- _DIRECTIONS_
A. In the passage on hypnosis, begin at the words "Hypnosis can often" and stop after "the bleeding too.", swapping "Fakirs" for "Yogis".
B. Please extend the passage on hypnosis and placebos, picking up right after its final sentence.

- _EXERCISE TEXT_

'''

It's true that you can't "hypnotize someone". They do it to themselves! You just talk them through it. That's why nobody can be forced to be hypnotized...although if you're sneaky you can do it discretely enough they don't notice themselves slipping into trance (covert hypnosis). Actually, covert hypnosis is often easier than overt hypnosis, because if someone realizes that you are trying to hypnotize him, he is apt to interfere with the process even if he WANTS to be hypnotized.
The "placebo effect" is actually VERY interesting. You see, your brain has a lot of control over bodily functions. Sometimes slipping someone a placebo is enough to "communicate" to the unconscious parts of the brain that they need to do something to cause the desired effect. In other words, sometimes placebos actually cause the desired effect, simply because people have more indirect control over the unconscious parts of their brains than they realize (they just don't necessarily know how to consciously make it happen--which is where the placebo comes in), and the unconscious part of the brain has a lot of control over body functions. Remember the biofeedback experiments of the 1970s? Same thing, only without machines.
In that case--versus just placating a hypochondriac by giving them "medicine"--the placebo has a real effect.
Hypnosis can often do something similar, but without any deception and a lot more directly. You could, for example, raise or lower your own body temperature if you know how! Fakirs used to have a lot of tricks like that. One named Tara Bey used to do a trick involving blocking pain reception when his cheeks were stabbed--and he used to ask, before the demonstration, "bleeding, or no bleeding?". He could control the bleeding too.

'''

- _EXTRACTED DATA_
'''

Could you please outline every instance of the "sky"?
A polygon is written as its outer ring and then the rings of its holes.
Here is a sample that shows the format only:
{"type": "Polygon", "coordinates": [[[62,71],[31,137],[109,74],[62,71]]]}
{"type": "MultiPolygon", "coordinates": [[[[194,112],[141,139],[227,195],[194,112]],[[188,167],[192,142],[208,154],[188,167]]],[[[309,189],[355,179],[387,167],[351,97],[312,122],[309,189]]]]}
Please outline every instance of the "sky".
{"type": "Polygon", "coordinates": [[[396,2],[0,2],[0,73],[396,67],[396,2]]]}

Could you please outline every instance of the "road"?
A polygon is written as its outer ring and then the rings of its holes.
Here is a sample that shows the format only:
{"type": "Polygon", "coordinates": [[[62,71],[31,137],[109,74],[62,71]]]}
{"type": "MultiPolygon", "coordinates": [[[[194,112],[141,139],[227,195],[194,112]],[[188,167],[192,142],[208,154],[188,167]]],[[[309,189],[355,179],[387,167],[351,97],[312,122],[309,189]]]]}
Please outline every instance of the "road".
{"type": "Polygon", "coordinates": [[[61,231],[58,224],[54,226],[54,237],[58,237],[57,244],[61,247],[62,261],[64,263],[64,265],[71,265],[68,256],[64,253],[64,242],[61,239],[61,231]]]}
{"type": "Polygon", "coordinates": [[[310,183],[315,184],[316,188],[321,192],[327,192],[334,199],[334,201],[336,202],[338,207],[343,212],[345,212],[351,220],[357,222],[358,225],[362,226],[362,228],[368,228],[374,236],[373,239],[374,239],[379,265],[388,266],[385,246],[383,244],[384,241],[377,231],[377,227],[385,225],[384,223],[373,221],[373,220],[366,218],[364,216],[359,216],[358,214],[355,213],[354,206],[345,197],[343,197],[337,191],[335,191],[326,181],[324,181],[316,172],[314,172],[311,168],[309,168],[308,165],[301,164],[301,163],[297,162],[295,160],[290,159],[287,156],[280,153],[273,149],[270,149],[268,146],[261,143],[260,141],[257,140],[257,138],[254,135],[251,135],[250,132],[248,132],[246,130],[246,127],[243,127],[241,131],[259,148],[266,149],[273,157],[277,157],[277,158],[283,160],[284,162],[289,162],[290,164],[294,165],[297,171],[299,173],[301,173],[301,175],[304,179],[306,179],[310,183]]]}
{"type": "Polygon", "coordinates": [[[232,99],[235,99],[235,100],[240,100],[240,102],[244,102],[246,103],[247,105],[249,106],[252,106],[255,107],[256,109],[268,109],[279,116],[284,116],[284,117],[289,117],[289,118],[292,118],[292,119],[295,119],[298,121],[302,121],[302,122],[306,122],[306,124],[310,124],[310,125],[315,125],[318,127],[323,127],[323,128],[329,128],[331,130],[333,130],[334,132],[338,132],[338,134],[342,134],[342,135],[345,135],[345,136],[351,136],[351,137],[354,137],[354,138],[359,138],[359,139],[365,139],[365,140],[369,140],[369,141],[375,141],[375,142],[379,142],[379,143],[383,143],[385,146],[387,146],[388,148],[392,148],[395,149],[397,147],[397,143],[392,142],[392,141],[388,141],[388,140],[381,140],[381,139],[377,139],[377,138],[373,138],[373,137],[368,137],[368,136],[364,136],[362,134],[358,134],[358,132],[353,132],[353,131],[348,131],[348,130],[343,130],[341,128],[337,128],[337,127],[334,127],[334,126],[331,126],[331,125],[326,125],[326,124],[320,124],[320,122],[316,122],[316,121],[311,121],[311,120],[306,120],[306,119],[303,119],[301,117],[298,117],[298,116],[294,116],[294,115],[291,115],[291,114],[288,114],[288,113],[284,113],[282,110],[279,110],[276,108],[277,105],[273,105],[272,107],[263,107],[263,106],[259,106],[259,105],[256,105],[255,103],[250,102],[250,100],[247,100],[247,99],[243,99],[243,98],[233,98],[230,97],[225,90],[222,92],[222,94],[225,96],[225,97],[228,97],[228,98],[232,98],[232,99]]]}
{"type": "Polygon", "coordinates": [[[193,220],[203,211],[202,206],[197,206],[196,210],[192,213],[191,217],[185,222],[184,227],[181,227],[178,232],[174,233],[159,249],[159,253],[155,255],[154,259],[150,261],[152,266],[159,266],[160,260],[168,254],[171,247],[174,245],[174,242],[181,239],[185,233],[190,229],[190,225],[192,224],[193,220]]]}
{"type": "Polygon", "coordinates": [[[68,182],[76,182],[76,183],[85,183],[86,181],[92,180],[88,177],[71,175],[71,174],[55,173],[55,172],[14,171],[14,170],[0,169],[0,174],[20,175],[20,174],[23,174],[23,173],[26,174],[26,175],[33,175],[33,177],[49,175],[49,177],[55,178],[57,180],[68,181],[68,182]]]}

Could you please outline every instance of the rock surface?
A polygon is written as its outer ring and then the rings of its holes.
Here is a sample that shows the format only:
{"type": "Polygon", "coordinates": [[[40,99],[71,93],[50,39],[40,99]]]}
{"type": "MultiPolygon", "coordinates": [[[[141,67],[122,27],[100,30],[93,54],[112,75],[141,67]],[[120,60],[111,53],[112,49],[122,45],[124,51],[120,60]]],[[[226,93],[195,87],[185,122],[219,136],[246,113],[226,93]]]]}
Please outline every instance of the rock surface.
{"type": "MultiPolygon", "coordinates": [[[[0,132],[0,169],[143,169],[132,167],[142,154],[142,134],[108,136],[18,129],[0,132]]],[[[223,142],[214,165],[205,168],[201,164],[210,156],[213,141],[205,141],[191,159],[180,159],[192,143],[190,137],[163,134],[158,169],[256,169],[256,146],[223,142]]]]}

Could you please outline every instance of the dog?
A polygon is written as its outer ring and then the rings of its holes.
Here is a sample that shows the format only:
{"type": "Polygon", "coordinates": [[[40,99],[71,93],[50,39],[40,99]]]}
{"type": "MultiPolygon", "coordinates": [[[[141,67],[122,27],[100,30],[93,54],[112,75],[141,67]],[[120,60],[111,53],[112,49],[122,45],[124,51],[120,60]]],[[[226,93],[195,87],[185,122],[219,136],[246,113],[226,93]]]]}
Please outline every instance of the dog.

'''

- _SOLVED PROBLEMS_
A.
Hypnosis can often do something similar, but without any deception and a lot more directly. You could, for example, raise or lower your own body temperature if you know how! Yogis used to have a lot of tricks like that. One named Tara Bey used to do a trick involving blocking pain reception when his cheeks were stabbed--and he used to ask, before the demonstration, "bleeding, or no bleeding?". He could control the bleeding too.

B.
Harry Houdini contributed to his untimely demise trying to prove that these self-hypnotic tricks were fakes. He tried the "water burial" trick, and died a few weeks later, probably weakened by the stunt. Hamid Bey then broke Houdini's record by a factor of two (he stayed underwater for 3 hours, twice as long as the 1.5 hours that did in Houdini).
What he was doing, of course, was going into a deep, cataleptic trance, and drastically reducing his metabolism, breathing, and probably even his body temperature.
In the case of hypnotherapy for emotional problems--well, guess what, emotions are regulated by the brain too, and they too can be manipulated. If someone has some sort of dysfunctional emotional reaction--say, because of a traumatic experience or life-episode, such as an incestuous relationship--yes, that can be fixed. Probably a lot faster than 5-7 years.
It works for most but not all addictive behaviors too. Smoking is really easy--that's why hypnosis clinics are popular for stop-smoking programs. Weight loss, too, if it doesn't involve a complicated medical issue. Alcohol is for some reason harder to treat, although a few specialists do. This is actually related to other subconscious regulation of body functions--hypnosis can treat some of the withdrawal symptoms--possibly even negate them.